--- ИСХОДНЫЕ ДАННЫЕ ---
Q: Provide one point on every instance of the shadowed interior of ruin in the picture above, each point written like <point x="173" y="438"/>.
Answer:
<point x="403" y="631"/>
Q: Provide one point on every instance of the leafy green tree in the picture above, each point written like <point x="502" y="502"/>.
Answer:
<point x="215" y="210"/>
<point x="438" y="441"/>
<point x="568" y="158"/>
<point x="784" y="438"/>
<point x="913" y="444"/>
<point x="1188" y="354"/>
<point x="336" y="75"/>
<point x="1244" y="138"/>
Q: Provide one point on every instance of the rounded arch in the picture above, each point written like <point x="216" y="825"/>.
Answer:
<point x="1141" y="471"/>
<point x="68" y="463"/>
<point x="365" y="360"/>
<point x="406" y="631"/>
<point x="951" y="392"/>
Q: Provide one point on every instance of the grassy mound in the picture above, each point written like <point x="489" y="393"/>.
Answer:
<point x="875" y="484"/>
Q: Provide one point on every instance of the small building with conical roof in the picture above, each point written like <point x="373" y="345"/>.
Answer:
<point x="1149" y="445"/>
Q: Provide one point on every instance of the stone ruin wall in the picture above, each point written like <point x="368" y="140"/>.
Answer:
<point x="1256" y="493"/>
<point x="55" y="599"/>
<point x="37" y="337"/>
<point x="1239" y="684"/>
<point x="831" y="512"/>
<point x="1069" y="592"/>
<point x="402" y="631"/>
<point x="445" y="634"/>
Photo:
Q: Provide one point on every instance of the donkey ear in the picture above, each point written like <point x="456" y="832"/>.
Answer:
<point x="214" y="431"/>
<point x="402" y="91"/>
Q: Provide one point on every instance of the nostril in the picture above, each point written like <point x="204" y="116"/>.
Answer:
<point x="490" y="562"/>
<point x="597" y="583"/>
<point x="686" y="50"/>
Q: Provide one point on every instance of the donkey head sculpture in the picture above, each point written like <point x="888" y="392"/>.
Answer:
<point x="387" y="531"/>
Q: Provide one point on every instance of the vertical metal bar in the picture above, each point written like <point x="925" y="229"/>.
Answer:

--- ЗАДАНИЕ ---
Воспроизведите строки выше слово в слово, от первой до последней.

--- ОТВЕТ ---
Q: Provide one point on every instance of the shadowed interior of ruin in the picture above, each point written like <point x="173" y="438"/>.
Answer:
<point x="403" y="631"/>
Q: Provide one point on every instance of the leafy green tree in the picture above, each point written like <point x="502" y="502"/>.
Answer:
<point x="215" y="210"/>
<point x="438" y="441"/>
<point x="568" y="158"/>
<point x="784" y="438"/>
<point x="913" y="444"/>
<point x="1188" y="354"/>
<point x="336" y="75"/>
<point x="1244" y="138"/>
Q: Provide one point on every instance of the rounded arch in the picture above, each point written like <point x="216" y="825"/>.
Answer:
<point x="1141" y="471"/>
<point x="68" y="463"/>
<point x="365" y="360"/>
<point x="406" y="631"/>
<point x="951" y="392"/>
Q: Provide one point on every instance of the grassy mound in the picture above, each point written like <point x="489" y="393"/>.
Answer:
<point x="875" y="484"/>
Q: Provide one point on every instance of the small building with conical roof in the picture above, each point written like <point x="373" y="345"/>.
Answer:
<point x="1149" y="445"/>
Q: Provide one point on every instance of the stone ruin wall in the picture above, each point written like <point x="368" y="140"/>.
Answer:
<point x="1256" y="493"/>
<point x="55" y="599"/>
<point x="37" y="337"/>
<point x="1239" y="684"/>
<point x="831" y="512"/>
<point x="1069" y="592"/>
<point x="402" y="631"/>
<point x="445" y="634"/>
Photo:
Q: Provide one point on every instance of the donkey ear in the picture above, each point written like <point x="456" y="832"/>.
Answer:
<point x="214" y="431"/>
<point x="402" y="91"/>
Q: Provide one point on every instance of the nostril in the picture above, each point written like <point x="204" y="116"/>.
Answer:
<point x="490" y="562"/>
<point x="597" y="583"/>
<point x="686" y="50"/>
Q: Provide one point on every instance of the donkey head sculpture in the picture above, each point written like <point x="888" y="392"/>.
Answer:
<point x="387" y="531"/>
Q: Provide one point on every instance of the vertical metal bar in the picture above, each point written like <point x="925" y="229"/>.
Answer:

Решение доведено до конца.